Aim of the task:
How many lines in the material below contain the word "striped"? Case counts. Reply with the number alone.

Listing:

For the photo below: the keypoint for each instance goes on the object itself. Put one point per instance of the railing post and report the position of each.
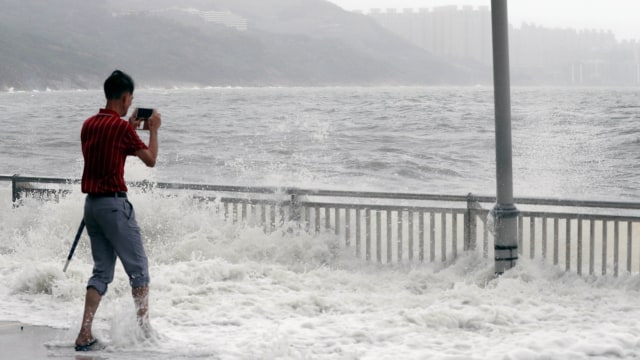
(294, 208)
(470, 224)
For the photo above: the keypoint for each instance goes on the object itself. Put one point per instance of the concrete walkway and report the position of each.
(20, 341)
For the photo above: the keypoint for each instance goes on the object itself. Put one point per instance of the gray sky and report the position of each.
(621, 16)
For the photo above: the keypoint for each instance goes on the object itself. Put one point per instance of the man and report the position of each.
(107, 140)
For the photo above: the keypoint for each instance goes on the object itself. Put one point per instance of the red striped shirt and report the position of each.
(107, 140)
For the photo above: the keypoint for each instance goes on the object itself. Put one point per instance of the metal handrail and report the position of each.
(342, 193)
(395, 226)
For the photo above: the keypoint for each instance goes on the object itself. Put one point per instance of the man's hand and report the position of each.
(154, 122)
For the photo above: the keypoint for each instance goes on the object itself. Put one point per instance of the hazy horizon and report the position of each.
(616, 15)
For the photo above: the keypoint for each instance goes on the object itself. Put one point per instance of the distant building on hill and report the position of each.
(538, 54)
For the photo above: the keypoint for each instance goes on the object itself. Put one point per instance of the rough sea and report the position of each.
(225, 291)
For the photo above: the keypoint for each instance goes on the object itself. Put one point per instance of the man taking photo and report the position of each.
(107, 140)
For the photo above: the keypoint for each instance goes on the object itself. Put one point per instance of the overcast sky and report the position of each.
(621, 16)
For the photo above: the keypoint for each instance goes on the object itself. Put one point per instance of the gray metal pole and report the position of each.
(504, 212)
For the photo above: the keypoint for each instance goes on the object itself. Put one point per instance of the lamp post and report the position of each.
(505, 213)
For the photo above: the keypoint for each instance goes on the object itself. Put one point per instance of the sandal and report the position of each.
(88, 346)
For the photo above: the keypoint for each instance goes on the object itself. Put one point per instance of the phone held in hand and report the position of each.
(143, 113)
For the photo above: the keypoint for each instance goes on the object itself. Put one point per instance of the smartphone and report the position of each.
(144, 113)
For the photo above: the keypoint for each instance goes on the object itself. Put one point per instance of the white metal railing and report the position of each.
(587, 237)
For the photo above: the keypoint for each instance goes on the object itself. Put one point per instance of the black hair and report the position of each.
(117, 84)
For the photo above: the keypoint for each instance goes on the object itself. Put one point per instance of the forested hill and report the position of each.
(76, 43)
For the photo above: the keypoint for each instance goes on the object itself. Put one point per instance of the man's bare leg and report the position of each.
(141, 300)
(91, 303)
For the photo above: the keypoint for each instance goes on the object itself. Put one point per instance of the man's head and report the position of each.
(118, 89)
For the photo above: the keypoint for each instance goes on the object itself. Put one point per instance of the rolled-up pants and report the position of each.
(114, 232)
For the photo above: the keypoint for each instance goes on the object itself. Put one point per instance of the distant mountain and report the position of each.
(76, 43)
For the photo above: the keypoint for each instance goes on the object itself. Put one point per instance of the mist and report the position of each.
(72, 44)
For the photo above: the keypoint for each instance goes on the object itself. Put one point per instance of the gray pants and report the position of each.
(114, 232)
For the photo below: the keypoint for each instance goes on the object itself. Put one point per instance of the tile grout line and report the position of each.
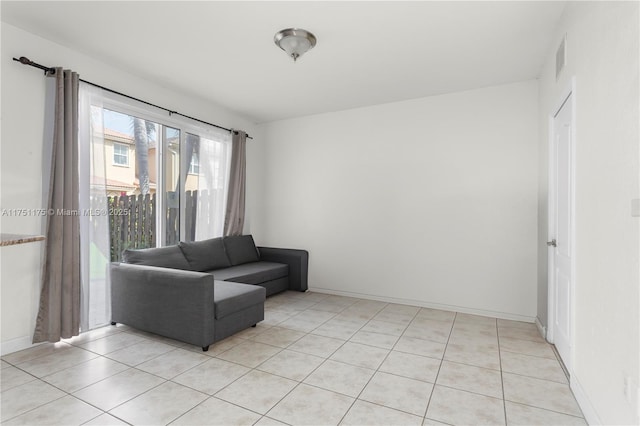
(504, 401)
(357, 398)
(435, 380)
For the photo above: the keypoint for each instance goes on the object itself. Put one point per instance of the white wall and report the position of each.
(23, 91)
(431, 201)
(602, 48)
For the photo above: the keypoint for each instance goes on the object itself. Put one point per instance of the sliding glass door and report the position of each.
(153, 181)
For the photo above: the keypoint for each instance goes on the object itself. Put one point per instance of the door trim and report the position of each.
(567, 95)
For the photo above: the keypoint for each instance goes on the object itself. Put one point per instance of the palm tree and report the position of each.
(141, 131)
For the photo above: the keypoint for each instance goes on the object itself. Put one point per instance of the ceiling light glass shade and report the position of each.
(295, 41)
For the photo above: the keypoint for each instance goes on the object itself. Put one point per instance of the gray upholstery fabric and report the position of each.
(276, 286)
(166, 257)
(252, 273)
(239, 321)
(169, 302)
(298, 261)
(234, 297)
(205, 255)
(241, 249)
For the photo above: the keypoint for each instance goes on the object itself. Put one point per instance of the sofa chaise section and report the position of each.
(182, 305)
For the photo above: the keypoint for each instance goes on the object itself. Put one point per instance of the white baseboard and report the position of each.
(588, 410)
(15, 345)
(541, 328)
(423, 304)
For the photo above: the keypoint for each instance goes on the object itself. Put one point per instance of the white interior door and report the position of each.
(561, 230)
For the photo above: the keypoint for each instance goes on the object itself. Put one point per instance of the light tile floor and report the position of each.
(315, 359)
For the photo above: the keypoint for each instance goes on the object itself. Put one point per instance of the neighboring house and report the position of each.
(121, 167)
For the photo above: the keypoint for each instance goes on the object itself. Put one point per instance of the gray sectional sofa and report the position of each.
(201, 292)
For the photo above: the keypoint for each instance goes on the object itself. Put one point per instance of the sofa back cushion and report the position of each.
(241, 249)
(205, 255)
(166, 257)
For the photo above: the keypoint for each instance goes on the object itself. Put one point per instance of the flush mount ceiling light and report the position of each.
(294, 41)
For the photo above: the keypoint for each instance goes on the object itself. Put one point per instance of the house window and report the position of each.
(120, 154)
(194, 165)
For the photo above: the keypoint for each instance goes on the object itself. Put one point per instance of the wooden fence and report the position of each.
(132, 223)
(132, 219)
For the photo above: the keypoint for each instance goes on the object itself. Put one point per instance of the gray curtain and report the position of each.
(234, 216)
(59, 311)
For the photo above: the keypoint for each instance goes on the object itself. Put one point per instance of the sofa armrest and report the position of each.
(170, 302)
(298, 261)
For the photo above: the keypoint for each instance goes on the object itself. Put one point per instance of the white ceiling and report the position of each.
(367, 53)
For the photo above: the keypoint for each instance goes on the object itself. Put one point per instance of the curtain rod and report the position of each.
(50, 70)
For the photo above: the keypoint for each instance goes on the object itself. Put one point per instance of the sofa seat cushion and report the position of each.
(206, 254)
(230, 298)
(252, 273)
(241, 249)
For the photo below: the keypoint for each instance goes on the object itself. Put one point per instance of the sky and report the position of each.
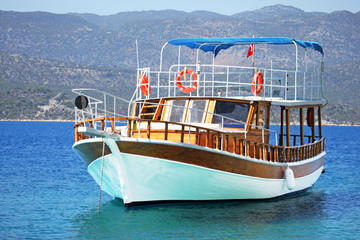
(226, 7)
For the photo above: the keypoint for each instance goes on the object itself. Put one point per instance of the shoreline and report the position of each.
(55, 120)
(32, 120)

* * *

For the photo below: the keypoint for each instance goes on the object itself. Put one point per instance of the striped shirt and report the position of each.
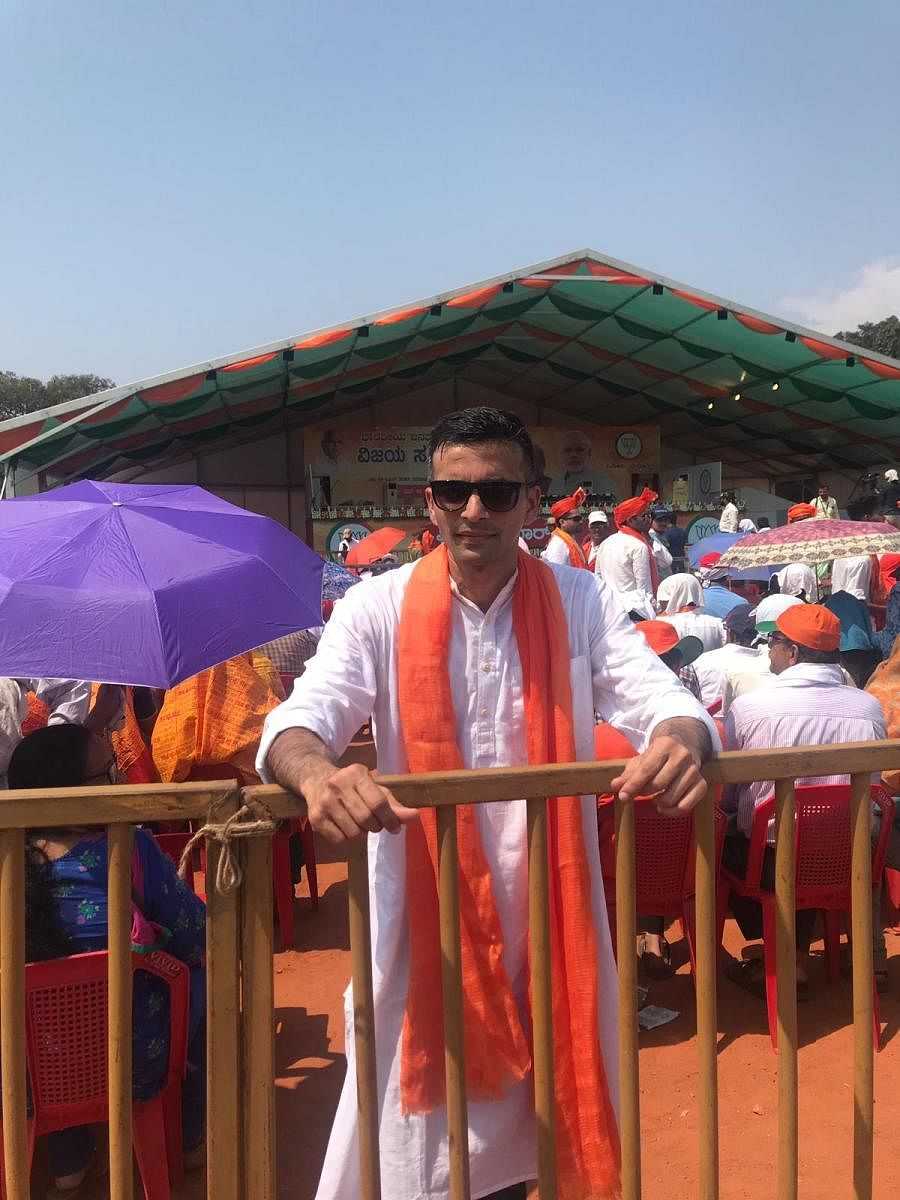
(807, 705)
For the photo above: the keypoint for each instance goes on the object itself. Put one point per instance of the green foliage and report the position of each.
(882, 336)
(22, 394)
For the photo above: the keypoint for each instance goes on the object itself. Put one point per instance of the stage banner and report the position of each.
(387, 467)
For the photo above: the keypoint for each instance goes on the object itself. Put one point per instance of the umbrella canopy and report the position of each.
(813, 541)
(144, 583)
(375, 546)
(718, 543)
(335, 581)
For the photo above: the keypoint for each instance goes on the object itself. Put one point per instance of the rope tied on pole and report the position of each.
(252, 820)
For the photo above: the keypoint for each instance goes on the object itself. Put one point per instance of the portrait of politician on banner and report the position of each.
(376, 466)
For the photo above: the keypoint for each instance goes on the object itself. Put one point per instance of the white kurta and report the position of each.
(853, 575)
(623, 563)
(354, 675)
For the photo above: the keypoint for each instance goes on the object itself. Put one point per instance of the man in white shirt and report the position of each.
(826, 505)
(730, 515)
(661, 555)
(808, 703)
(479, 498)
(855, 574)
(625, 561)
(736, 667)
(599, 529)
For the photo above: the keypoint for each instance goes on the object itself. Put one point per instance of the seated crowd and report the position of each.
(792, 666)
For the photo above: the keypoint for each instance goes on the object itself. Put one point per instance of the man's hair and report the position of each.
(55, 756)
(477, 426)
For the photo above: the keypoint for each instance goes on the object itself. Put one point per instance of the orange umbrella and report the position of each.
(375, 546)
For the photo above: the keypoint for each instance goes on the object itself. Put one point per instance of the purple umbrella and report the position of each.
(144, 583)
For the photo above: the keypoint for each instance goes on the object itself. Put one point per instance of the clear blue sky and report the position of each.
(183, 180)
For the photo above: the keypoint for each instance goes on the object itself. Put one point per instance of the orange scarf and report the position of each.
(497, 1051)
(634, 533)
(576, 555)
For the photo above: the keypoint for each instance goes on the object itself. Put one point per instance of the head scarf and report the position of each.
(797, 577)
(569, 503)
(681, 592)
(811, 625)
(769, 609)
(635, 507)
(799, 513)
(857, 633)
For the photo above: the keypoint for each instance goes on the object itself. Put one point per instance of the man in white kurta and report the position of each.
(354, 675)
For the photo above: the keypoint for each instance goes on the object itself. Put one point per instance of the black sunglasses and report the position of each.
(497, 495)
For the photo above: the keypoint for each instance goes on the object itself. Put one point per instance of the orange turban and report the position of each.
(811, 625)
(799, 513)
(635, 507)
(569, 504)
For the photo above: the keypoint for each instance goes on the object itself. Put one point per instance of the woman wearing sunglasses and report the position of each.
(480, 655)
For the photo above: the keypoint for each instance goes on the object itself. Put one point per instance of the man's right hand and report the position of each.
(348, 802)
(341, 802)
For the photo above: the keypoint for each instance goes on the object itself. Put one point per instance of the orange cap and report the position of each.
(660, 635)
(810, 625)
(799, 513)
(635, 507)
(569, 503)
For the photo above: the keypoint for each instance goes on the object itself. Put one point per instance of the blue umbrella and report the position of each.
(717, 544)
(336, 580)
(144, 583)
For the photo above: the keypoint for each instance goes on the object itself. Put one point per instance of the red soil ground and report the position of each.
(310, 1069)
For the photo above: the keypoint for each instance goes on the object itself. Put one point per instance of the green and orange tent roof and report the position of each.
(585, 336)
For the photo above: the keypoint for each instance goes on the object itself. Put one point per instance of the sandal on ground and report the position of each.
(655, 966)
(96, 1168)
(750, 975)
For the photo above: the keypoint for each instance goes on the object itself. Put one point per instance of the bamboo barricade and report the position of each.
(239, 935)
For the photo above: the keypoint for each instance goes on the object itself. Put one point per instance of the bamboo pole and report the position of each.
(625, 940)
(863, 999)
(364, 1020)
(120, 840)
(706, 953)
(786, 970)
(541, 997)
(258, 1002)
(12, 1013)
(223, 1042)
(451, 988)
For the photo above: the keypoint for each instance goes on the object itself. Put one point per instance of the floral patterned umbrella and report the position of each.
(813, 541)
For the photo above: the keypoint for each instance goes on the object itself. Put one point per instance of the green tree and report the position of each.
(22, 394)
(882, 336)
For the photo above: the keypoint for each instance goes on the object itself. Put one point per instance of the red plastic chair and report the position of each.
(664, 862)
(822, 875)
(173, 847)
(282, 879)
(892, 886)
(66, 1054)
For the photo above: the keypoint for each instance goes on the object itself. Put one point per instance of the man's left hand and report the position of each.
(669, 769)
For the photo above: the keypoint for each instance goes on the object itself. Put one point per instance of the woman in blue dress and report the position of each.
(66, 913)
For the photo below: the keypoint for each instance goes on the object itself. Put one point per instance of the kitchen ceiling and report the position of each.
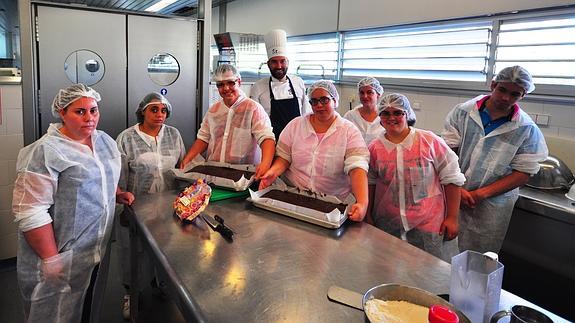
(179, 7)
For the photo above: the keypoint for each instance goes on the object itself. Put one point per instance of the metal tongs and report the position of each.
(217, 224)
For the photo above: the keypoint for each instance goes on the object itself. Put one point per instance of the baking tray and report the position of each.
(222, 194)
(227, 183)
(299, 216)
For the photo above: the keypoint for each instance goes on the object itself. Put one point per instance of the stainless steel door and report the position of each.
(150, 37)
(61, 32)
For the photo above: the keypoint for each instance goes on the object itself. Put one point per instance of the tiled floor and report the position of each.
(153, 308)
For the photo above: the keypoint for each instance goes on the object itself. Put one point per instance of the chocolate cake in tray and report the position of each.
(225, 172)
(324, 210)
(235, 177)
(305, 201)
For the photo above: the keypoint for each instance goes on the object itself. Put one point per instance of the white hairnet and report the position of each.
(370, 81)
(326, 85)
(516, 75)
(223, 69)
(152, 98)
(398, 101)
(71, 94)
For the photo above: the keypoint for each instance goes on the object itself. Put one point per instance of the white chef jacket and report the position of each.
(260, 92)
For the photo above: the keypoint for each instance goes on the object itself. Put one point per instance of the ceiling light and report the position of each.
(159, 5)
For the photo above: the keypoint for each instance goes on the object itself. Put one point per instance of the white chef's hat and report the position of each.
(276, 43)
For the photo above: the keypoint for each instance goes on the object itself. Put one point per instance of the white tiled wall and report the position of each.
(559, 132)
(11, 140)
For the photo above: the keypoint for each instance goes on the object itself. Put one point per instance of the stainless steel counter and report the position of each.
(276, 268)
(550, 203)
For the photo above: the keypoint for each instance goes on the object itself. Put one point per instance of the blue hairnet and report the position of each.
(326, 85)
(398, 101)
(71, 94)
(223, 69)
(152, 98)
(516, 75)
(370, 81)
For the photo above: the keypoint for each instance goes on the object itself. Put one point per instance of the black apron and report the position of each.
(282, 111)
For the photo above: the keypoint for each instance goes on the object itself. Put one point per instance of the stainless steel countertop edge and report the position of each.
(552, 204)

Response to this exercise:
2